Measuring target points in parallel

The new method uses a video of the irradiated receiver to determine the target points of individual reflectors from the distribution of the total radiation density. Modulating the periodic movement of individual reflectors, a signature is introduced into the radiation density distribution at the receiver. This makes it possible to identify the contribution of individual reflectors. Additionally, the scientists use different frequencies as well as software developed in the project for parallel measurement of the target points. This allows the target points of several heliostats to be determined simultaneously during operation. If the determined target points deviate from the target value, the error is corrected via the heliostat control.

After initially testing the new method in the laboratory, the project partners have already been able to test the system in practice in the heliostat array of the French Themis tower power plant. One of the central results: The determined target points often deviated by only a few millimetres from the actual target points. Furthermore, it was also possible to successfully test the integration of the system into the control mechanisms of the reflectors.

Measuring up to two heliostats per second

Project leader Gregor Bern summarises the great potential of the project results: "HelioControl theoretically allows parallel measurement of up to two heliostats per second. A power plant the size of Noor III in Morocco with 7,400 heliostats could therefore be recalibrated in less than an hour instead of over several weeks, as is currently the case."

Taking into account the measurement speed, potential savings and the potentially increased operating performance of the heliostat drives, the project team used simulation models to calculate a theoretical savings potential of at least five per cent for the Khi Solar One power plant in South Africa. It is true that different power plants cannot be compared one-to-one. However, in view of the investments for power plants, which are often in the range of several hundred million euros, the example shows that the new technology could save considerable sums. With its industry-oriented interface, the system can be used in both existing and new power plants for optimum orientation of the heliostats.

______

#### [Tasks to perform]
1. Do the following statements agree with the heliostat measurement text? For each, answer yes or no and quote the words of the text that decide it. (a) The system was tested in a heliostat array at a French tower power plant. (b) The Noor III power plant in Morocco has 7,400 heliostats. (c) The simulation models found a savings potential of at most five per cent for the Khi Solar One power plant.
2. In the records, rewrite every line from the first one through the line containing "point(589, 1090)", inclusive, with "Practice" renamed to "Exercise". Leave everything else unchanged.

______

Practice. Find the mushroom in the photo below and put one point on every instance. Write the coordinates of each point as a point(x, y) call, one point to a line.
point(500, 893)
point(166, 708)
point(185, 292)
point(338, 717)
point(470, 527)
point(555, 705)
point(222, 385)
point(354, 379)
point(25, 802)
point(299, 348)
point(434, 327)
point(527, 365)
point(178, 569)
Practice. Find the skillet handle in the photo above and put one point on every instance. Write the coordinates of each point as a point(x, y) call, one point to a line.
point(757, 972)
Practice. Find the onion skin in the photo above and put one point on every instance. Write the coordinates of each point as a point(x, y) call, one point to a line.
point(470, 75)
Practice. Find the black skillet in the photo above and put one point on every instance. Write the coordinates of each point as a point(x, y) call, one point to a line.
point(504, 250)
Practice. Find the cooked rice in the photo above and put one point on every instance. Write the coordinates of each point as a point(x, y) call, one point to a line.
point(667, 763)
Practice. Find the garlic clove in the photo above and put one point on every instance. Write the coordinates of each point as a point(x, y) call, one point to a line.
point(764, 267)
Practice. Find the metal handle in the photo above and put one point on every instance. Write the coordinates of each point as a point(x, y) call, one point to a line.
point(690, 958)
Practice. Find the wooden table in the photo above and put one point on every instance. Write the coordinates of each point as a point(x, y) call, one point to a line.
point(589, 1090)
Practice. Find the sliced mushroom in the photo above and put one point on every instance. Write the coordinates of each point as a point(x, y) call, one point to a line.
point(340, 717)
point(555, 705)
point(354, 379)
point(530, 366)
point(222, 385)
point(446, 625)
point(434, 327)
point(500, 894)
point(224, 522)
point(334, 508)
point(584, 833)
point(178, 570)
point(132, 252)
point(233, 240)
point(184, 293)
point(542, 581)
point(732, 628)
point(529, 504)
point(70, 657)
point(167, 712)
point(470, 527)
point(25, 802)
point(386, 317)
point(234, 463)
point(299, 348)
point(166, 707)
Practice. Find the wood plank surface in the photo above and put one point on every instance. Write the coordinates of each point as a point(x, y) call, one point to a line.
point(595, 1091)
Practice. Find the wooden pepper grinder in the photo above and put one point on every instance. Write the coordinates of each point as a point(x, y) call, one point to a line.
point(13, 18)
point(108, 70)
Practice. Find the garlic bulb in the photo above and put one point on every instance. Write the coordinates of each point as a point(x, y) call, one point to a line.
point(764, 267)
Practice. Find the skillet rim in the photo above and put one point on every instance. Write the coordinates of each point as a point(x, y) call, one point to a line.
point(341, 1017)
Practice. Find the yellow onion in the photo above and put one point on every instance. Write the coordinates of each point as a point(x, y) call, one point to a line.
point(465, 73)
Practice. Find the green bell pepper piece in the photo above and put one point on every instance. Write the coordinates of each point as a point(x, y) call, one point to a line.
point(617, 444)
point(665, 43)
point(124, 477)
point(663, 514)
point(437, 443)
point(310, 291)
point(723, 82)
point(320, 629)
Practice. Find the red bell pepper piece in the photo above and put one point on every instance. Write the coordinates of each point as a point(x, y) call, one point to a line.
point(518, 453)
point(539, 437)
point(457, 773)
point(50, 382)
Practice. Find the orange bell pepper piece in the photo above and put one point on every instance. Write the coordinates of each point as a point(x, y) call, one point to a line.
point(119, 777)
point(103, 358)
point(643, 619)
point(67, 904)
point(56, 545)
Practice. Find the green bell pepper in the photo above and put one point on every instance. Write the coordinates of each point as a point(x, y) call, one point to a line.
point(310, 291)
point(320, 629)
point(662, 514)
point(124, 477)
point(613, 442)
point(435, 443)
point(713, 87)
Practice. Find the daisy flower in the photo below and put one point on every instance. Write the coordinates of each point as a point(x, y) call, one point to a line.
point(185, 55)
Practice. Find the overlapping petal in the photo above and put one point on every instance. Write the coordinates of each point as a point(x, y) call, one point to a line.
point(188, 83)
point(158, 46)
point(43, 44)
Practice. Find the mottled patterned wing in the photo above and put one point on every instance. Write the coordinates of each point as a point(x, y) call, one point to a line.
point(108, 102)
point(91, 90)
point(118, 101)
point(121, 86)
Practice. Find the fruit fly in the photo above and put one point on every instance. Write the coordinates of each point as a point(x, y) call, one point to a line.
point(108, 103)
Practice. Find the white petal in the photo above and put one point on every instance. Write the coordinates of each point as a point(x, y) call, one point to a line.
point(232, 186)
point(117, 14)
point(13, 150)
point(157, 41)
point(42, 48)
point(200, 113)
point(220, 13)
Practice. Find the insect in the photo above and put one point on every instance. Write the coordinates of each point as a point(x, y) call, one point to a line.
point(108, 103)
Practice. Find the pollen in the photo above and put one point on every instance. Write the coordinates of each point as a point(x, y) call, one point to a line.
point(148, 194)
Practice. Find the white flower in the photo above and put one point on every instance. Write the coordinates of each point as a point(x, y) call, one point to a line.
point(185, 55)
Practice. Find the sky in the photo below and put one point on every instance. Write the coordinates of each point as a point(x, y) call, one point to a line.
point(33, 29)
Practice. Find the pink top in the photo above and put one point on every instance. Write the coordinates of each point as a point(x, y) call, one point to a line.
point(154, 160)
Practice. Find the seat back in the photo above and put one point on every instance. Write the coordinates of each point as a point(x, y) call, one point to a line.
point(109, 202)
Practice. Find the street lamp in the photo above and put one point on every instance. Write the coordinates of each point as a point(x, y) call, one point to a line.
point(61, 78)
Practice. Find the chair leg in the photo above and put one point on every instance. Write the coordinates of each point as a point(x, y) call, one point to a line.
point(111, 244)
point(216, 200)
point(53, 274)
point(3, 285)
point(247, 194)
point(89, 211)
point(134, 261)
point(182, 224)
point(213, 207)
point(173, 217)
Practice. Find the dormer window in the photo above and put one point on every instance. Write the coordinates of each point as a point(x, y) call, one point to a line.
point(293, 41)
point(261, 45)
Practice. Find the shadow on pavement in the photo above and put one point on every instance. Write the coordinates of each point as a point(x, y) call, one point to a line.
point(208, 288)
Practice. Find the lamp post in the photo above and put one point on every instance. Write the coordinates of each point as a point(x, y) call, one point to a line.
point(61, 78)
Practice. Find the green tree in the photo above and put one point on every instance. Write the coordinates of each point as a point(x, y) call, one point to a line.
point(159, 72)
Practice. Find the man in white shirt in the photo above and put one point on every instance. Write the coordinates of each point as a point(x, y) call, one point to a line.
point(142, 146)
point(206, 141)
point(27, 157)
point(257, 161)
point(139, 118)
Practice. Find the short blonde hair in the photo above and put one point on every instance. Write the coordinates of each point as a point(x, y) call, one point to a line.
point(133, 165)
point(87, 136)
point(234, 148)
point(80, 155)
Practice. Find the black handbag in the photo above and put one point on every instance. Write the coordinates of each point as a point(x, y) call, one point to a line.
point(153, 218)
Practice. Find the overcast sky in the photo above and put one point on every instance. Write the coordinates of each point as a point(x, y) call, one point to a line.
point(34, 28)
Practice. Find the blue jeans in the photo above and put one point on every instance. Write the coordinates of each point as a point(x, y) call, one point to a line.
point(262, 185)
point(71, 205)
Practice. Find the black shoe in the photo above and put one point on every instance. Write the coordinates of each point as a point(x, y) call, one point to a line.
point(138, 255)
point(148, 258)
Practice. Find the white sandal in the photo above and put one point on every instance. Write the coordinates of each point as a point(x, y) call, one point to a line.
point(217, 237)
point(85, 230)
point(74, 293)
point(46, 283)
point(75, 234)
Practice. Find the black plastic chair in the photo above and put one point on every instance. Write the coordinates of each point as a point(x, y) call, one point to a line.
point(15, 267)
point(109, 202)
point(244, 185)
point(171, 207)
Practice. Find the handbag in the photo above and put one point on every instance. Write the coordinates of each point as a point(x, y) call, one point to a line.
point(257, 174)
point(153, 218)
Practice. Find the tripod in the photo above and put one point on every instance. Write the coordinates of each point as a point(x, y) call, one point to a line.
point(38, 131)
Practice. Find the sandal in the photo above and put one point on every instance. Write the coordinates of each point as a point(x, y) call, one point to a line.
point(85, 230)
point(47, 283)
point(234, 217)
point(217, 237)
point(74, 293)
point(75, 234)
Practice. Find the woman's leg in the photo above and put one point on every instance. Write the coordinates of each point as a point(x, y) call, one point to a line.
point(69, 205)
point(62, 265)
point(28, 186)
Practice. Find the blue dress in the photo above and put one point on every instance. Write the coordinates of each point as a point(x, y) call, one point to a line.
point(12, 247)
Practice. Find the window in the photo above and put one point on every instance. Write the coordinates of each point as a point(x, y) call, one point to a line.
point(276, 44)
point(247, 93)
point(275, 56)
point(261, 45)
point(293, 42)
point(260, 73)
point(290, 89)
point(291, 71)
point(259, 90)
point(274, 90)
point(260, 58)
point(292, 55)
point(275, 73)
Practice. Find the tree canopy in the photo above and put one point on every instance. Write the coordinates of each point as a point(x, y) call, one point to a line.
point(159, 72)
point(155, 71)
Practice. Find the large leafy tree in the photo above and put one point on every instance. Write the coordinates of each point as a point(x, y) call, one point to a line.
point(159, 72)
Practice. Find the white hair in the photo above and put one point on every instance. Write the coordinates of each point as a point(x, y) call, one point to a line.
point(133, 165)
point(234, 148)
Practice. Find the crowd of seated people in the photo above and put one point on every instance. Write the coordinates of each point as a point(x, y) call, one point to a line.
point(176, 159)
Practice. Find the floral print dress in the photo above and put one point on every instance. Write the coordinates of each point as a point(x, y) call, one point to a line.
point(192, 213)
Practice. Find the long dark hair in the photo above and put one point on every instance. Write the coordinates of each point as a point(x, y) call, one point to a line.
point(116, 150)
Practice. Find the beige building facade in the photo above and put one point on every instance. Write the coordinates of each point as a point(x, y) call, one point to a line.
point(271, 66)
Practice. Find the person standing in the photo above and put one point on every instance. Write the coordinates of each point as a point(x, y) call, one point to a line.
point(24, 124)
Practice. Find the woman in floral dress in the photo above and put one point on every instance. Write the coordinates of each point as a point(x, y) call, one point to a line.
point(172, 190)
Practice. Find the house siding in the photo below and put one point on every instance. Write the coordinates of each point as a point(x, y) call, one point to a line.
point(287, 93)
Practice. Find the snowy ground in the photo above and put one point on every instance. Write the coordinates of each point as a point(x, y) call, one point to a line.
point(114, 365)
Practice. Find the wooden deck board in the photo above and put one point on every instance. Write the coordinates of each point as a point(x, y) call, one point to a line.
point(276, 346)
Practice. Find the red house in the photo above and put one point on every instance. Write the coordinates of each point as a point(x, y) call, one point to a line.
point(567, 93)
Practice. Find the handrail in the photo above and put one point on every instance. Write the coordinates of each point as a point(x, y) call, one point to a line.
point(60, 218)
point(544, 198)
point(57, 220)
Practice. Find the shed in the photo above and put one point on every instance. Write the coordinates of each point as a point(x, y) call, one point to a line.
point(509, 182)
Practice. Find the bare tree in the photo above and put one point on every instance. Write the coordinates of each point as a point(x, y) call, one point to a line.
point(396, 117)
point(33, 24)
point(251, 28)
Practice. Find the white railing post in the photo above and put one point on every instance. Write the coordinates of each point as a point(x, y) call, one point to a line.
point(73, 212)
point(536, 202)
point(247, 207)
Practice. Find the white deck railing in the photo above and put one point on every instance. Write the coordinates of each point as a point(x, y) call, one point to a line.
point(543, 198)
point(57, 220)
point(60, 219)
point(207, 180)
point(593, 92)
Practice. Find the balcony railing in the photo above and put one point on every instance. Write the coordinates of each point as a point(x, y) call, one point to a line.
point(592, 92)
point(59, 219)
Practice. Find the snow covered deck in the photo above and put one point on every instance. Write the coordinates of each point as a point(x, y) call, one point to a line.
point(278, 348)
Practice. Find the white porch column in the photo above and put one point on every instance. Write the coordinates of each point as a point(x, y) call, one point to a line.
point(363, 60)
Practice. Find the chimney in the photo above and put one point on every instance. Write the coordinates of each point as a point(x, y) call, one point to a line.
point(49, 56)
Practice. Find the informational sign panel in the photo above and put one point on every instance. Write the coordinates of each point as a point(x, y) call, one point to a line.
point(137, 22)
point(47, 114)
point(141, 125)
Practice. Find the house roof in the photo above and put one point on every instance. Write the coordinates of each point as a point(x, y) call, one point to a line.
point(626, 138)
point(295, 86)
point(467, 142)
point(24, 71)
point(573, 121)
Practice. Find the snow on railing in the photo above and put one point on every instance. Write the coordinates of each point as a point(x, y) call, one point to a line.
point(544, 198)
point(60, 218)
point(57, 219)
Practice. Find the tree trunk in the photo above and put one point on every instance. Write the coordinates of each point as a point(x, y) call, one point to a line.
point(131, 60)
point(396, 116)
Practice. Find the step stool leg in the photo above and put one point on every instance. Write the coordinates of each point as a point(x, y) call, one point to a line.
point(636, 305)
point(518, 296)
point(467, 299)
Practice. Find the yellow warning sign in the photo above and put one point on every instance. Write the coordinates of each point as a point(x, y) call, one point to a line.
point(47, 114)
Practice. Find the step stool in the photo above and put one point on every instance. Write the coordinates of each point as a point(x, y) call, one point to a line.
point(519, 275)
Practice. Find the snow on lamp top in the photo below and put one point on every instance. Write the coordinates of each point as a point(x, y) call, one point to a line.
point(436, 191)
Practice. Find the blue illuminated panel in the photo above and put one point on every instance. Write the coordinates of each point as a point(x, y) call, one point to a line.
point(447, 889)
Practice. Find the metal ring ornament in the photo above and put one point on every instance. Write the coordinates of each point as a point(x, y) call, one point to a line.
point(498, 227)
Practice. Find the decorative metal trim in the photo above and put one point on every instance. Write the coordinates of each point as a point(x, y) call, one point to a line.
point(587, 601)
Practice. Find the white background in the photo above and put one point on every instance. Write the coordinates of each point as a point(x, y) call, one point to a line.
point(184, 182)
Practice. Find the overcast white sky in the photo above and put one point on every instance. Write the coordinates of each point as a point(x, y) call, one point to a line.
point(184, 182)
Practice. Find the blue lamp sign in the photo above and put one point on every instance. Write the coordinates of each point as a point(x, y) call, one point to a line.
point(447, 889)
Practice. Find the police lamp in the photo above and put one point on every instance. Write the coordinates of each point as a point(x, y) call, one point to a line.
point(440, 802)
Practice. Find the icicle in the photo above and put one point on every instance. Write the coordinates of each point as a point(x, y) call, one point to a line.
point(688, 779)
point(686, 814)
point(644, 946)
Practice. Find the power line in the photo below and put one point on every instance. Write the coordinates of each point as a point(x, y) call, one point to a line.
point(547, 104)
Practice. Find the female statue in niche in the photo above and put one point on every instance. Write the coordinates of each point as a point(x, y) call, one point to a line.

______

#### [Per-task answers]
1.
(a) Yes: "test the system in practice in the heliostat array of the French Themis tower power plant"
(b) Yes: "A power plant the size of Noor III in Morocco with 7,400 heliostats"
(c) No: "a theoretical savings potential of at least five per cent for the Khi Solar One power plant"

2.
Exercise. Find the mushroom in the photo below and put one point on every instance. Write the coordinates of each point as a point(x, y) call, one point to a line.
point(500, 893)
point(166, 708)
point(185, 292)
point(338, 717)
point(470, 527)
point(555, 705)
point(222, 385)
point(354, 379)
point(25, 802)
point(299, 348)
point(434, 327)
point(527, 365)
point(178, 569)
Exercise. Find the skillet handle in the photo above and put one point on every instance. Write the coordinates of each point as a point(x, y) call, one point to a line.
point(757, 972)
Exercise. Find the onion skin in the photo above and put one point on every instance. Write the coordinates of each point as a point(x, y) call, one point to a line.
point(470, 75)
Exercise. Find the black skillet in the photo above and put one point on every instance. Write the coordinates of each point as a point(x, y) call, one point to a line.
point(504, 250)
Exercise. Find the cooked rice in the photo above and put one point on every instance. Write the coordinates of each point as a point(x, y) call, one point to a line.
point(667, 763)
Exercise. Find the garlic clove in the photo above and put one point on every instance. Write the coordinates of each point as a point(x, y) call, one point to a line.
point(764, 267)
Exercise. Find the metal handle in the photo above and put one point on every instance. Write the coordinates of each point as a point(x, y) call, one point to a line.
point(690, 958)
Exercise. Find the wooden table in the photo above and put one point on every instance. Write the coordinates of each point as a point(x, y) call, one point to a line.
point(589, 1090)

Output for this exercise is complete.